BRIEF
From the data that follows, set down exactly the lines from the one with "Target: billowing cloud" through the one with "Target: boy's arm", counting both. Pictures stay out.
===
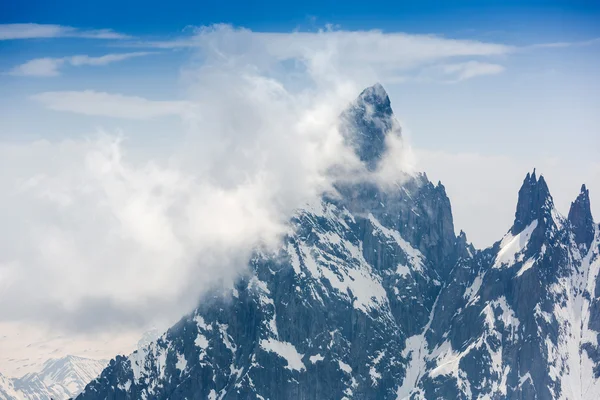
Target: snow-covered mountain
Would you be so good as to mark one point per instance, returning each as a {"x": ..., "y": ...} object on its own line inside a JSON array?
[
  {"x": 59, "y": 379},
  {"x": 373, "y": 296}
]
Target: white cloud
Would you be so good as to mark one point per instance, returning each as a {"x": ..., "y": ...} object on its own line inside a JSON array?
[
  {"x": 461, "y": 71},
  {"x": 36, "y": 31},
  {"x": 98, "y": 237},
  {"x": 46, "y": 67},
  {"x": 112, "y": 105}
]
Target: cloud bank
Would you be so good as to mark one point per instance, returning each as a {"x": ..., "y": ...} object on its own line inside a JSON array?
[
  {"x": 46, "y": 67},
  {"x": 101, "y": 235},
  {"x": 41, "y": 31}
]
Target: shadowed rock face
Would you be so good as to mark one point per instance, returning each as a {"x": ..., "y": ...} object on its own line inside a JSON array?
[
  {"x": 534, "y": 202},
  {"x": 373, "y": 296},
  {"x": 580, "y": 217},
  {"x": 367, "y": 122}
]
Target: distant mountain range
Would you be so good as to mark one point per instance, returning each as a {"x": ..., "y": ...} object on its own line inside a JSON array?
[
  {"x": 372, "y": 295},
  {"x": 59, "y": 379}
]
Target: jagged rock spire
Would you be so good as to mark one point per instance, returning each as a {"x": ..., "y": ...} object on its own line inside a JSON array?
[
  {"x": 534, "y": 202},
  {"x": 366, "y": 123},
  {"x": 580, "y": 218}
]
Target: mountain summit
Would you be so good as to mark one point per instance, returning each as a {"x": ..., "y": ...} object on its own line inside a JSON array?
[
  {"x": 373, "y": 296},
  {"x": 366, "y": 123},
  {"x": 580, "y": 217}
]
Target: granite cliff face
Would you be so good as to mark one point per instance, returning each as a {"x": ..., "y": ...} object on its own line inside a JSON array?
[{"x": 373, "y": 296}]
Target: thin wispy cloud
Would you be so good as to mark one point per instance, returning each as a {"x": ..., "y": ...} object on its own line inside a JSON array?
[
  {"x": 457, "y": 72},
  {"x": 112, "y": 105},
  {"x": 47, "y": 67},
  {"x": 38, "y": 31},
  {"x": 581, "y": 43}
]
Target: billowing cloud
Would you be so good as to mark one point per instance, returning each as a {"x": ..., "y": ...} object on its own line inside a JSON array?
[
  {"x": 45, "y": 67},
  {"x": 101, "y": 234},
  {"x": 37, "y": 31}
]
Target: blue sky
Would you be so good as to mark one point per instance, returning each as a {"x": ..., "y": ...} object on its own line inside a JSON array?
[{"x": 134, "y": 135}]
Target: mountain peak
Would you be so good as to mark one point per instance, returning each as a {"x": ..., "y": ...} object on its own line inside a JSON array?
[
  {"x": 366, "y": 123},
  {"x": 534, "y": 202},
  {"x": 580, "y": 218}
]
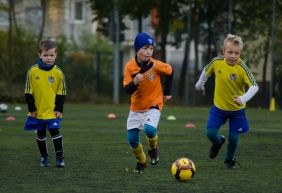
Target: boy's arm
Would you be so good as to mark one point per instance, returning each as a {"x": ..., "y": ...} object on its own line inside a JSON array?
[
  {"x": 59, "y": 103},
  {"x": 30, "y": 102},
  {"x": 168, "y": 80},
  {"x": 201, "y": 82},
  {"x": 248, "y": 95}
]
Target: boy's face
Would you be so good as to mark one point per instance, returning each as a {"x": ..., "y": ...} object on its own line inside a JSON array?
[
  {"x": 231, "y": 53},
  {"x": 48, "y": 56},
  {"x": 145, "y": 53}
]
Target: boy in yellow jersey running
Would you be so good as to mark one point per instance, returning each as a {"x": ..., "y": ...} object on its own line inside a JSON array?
[
  {"x": 45, "y": 92},
  {"x": 142, "y": 81},
  {"x": 230, "y": 97}
]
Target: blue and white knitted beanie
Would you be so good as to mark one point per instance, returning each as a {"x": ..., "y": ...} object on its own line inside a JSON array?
[{"x": 142, "y": 39}]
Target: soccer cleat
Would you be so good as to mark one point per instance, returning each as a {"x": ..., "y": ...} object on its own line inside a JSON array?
[
  {"x": 215, "y": 148},
  {"x": 139, "y": 167},
  {"x": 60, "y": 162},
  {"x": 44, "y": 161},
  {"x": 232, "y": 164},
  {"x": 154, "y": 155}
]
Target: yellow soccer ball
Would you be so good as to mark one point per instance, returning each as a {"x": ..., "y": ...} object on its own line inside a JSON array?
[{"x": 183, "y": 169}]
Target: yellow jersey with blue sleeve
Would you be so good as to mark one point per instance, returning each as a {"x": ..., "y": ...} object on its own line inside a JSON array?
[
  {"x": 230, "y": 81},
  {"x": 44, "y": 85}
]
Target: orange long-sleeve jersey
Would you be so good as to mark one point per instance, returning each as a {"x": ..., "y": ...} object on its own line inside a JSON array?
[{"x": 149, "y": 92}]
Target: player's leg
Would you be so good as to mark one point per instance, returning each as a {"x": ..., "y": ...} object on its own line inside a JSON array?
[
  {"x": 42, "y": 147},
  {"x": 133, "y": 137},
  {"x": 152, "y": 118},
  {"x": 237, "y": 124},
  {"x": 216, "y": 119},
  {"x": 58, "y": 147}
]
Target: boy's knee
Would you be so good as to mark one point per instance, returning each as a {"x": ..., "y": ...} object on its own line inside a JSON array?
[
  {"x": 150, "y": 131},
  {"x": 133, "y": 137},
  {"x": 54, "y": 132},
  {"x": 212, "y": 132}
]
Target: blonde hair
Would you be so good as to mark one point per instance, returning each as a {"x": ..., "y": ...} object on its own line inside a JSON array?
[{"x": 235, "y": 40}]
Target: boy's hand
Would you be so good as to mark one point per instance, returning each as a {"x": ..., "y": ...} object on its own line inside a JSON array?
[
  {"x": 238, "y": 100},
  {"x": 166, "y": 98},
  {"x": 58, "y": 114},
  {"x": 201, "y": 90},
  {"x": 138, "y": 78}
]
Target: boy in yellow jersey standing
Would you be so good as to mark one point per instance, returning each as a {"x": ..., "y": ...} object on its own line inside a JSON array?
[
  {"x": 45, "y": 92},
  {"x": 142, "y": 81},
  {"x": 232, "y": 76}
]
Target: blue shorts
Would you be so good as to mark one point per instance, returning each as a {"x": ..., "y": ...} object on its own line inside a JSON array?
[
  {"x": 39, "y": 124},
  {"x": 238, "y": 122}
]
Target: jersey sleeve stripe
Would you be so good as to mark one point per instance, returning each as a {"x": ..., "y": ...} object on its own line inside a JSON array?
[
  {"x": 249, "y": 74},
  {"x": 213, "y": 60}
]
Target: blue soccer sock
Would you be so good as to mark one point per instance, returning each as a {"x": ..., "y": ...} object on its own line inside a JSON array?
[
  {"x": 213, "y": 135},
  {"x": 232, "y": 145}
]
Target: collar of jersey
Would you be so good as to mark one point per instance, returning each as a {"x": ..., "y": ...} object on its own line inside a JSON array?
[{"x": 44, "y": 66}]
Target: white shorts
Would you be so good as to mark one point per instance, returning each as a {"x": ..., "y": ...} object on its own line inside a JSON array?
[{"x": 138, "y": 119}]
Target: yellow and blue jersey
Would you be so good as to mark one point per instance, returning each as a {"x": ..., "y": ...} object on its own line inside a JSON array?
[
  {"x": 44, "y": 86},
  {"x": 230, "y": 81}
]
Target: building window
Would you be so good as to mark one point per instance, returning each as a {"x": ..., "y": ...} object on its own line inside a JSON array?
[{"x": 78, "y": 11}]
===
SOLUTION BELOW
Target: billowing cloud
Would you be so good as to mark one point per instance, returning each as a {"x": ..., "y": ...} object on its own line inside a JSON array?
[
  {"x": 45, "y": 67},
  {"x": 101, "y": 234},
  {"x": 37, "y": 31}
]
Target: blue sky
Would you be so good as to mark one point per instance, returning each as a {"x": ..., "y": ...} object on its own line inside a JSON array?
[{"x": 134, "y": 135}]
Target: mountain peak
Would you be so good as to mark one point per instance, returning each as a {"x": ..., "y": ...} object on its own line inside a JSON array?
[
  {"x": 366, "y": 123},
  {"x": 534, "y": 202},
  {"x": 580, "y": 218}
]
Target: boy's arm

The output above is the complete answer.